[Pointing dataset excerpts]
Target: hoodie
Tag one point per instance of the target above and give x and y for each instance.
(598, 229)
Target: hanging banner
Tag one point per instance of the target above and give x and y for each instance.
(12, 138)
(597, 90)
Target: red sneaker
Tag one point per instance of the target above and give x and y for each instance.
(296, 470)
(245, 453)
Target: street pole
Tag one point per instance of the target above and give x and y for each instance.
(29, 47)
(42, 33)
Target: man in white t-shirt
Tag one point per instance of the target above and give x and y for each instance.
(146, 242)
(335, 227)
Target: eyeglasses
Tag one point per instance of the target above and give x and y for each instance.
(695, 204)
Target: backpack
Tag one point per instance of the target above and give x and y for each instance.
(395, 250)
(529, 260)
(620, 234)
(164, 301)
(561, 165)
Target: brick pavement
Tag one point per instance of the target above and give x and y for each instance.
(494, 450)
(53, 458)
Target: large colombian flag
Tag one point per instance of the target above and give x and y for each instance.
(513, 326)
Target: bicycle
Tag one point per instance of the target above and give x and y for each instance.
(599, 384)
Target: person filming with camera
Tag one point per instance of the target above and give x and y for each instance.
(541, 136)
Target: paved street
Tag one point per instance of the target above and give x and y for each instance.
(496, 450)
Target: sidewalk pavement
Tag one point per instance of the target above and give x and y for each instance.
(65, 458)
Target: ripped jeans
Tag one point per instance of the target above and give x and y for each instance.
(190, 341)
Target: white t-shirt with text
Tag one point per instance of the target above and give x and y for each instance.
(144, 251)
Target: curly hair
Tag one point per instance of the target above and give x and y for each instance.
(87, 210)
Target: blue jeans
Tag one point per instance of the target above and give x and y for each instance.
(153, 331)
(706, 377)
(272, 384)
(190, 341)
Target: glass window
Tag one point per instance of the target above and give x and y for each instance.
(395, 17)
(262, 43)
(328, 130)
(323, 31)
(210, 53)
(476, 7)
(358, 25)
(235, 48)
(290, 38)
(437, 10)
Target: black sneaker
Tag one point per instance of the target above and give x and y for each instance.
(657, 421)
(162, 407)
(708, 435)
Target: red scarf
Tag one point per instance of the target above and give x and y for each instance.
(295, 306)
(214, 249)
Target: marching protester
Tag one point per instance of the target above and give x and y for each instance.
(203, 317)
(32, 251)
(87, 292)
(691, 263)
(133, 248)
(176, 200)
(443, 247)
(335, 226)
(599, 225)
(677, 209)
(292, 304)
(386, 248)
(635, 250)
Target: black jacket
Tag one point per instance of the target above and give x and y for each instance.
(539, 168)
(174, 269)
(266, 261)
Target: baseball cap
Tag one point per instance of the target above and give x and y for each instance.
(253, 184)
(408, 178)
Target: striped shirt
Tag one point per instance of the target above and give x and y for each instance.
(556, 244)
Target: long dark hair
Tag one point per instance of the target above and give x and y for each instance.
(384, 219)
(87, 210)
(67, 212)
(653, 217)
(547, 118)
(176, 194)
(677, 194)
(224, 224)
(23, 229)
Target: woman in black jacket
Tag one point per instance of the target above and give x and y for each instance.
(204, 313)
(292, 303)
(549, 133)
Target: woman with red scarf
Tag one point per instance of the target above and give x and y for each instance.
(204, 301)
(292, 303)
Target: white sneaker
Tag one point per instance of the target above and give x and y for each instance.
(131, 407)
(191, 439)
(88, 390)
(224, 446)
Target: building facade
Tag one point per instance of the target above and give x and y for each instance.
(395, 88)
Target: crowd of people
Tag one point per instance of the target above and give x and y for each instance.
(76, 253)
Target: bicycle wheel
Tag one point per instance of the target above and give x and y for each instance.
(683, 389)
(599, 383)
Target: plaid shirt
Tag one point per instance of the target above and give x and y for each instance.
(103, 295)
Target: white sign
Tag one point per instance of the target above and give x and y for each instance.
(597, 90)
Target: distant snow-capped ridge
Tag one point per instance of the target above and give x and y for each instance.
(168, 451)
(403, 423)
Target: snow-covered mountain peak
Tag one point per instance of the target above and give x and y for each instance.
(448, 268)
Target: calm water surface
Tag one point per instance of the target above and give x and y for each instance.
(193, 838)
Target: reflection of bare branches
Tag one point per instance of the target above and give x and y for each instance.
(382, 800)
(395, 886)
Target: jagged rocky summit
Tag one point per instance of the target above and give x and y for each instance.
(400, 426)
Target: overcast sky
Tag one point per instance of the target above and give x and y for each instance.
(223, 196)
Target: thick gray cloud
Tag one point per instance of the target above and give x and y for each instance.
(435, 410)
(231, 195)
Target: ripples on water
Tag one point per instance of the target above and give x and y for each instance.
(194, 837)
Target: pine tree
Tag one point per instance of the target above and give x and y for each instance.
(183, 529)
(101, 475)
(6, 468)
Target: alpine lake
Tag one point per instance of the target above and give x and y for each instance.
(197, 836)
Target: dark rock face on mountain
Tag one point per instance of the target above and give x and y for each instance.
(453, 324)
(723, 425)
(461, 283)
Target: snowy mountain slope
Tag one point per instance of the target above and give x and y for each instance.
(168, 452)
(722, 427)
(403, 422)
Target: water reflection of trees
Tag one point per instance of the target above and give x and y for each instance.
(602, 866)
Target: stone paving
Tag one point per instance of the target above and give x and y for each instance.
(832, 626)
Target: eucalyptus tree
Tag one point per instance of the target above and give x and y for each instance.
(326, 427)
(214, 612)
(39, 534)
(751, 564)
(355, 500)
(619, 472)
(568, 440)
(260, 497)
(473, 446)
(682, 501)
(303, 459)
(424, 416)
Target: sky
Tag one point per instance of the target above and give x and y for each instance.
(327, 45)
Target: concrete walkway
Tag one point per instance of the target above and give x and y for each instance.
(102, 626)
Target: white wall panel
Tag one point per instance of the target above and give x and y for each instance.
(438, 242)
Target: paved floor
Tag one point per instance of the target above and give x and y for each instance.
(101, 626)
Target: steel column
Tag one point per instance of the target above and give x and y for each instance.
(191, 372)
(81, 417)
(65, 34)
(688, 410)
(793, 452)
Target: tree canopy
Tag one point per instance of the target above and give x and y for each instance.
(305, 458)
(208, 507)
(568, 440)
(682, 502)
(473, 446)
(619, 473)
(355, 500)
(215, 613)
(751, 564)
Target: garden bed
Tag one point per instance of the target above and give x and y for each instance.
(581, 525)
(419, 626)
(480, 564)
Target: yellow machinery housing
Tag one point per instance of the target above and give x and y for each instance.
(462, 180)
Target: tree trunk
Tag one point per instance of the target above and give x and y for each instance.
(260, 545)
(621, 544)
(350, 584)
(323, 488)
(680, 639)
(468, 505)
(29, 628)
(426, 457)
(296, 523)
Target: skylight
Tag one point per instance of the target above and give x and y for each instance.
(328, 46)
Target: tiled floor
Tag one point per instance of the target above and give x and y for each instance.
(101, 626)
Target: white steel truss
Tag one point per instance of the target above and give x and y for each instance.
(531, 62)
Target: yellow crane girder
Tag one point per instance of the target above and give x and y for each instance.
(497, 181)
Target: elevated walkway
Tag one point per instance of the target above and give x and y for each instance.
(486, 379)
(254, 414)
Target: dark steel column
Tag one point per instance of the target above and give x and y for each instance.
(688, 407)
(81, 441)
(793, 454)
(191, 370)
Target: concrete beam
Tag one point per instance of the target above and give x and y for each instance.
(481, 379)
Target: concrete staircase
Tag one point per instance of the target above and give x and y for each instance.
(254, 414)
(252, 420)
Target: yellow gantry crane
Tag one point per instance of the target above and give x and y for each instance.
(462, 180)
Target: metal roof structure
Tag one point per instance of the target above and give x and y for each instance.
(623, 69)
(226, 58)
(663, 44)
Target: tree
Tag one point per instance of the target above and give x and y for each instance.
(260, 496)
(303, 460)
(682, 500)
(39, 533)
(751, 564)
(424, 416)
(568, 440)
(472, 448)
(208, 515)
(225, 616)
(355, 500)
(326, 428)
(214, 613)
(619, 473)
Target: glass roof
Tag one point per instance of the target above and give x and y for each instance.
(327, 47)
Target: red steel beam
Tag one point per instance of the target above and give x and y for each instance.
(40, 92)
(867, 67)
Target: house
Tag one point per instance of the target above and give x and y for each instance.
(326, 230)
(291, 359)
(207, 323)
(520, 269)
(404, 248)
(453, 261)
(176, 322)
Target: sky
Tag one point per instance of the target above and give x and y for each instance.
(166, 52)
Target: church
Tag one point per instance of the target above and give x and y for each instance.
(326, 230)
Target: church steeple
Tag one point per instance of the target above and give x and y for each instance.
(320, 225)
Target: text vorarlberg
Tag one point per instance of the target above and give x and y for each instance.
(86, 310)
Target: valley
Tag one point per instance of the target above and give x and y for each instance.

= DIRECTIONS FOR THIS TASK =
Output only the lines from the one holding "Target: concrete staircase" through the last line above, exactly as they appear.

= RESPONSE =
Target: concrete staircase
Tag one point per instance of the target above and give x and y for each instance.
(254, 414)
(252, 420)
Target: yellow gantry crane
Tag one point per instance of the target above and give x and y for each instance.
(462, 180)
Target: metal roof structure
Tag one point per instance of the target above and give x and y for each instance.
(623, 69)
(226, 58)
(663, 44)
Target: tree
Tag one point per instance of the target above and give x and y for each instance.
(260, 496)
(303, 460)
(682, 500)
(39, 533)
(751, 564)
(424, 416)
(568, 440)
(472, 448)
(208, 515)
(225, 616)
(355, 500)
(326, 428)
(214, 613)
(619, 473)
Target: glass roof
Tag one point per instance of the target above and give x and y for each instance.
(327, 47)
Target: red steel beam
Tag one point per instance of the target above and give x and y for each instance.
(40, 92)
(867, 67)
Target: house
Tag one point per instance of the target above and give x and y for each instance.
(326, 230)
(291, 359)
(207, 323)
(520, 269)
(404, 248)
(453, 261)
(176, 322)
Target: sky
Tag one point per instance of the target above and give x and y for each instance.
(166, 52)
Target: church
Tag one point per instance of the target above and give x and y for each instance.
(326, 230)
Target: church steeple
Tag one point per instance of the target above and give x and y for each instance.
(320, 225)
Target: text vorarlberg
Tag one point per instance of the target above and give x and y for each instance.
(86, 310)
Target: valley
Tag one point per instance of the target above and give x and y for each instance.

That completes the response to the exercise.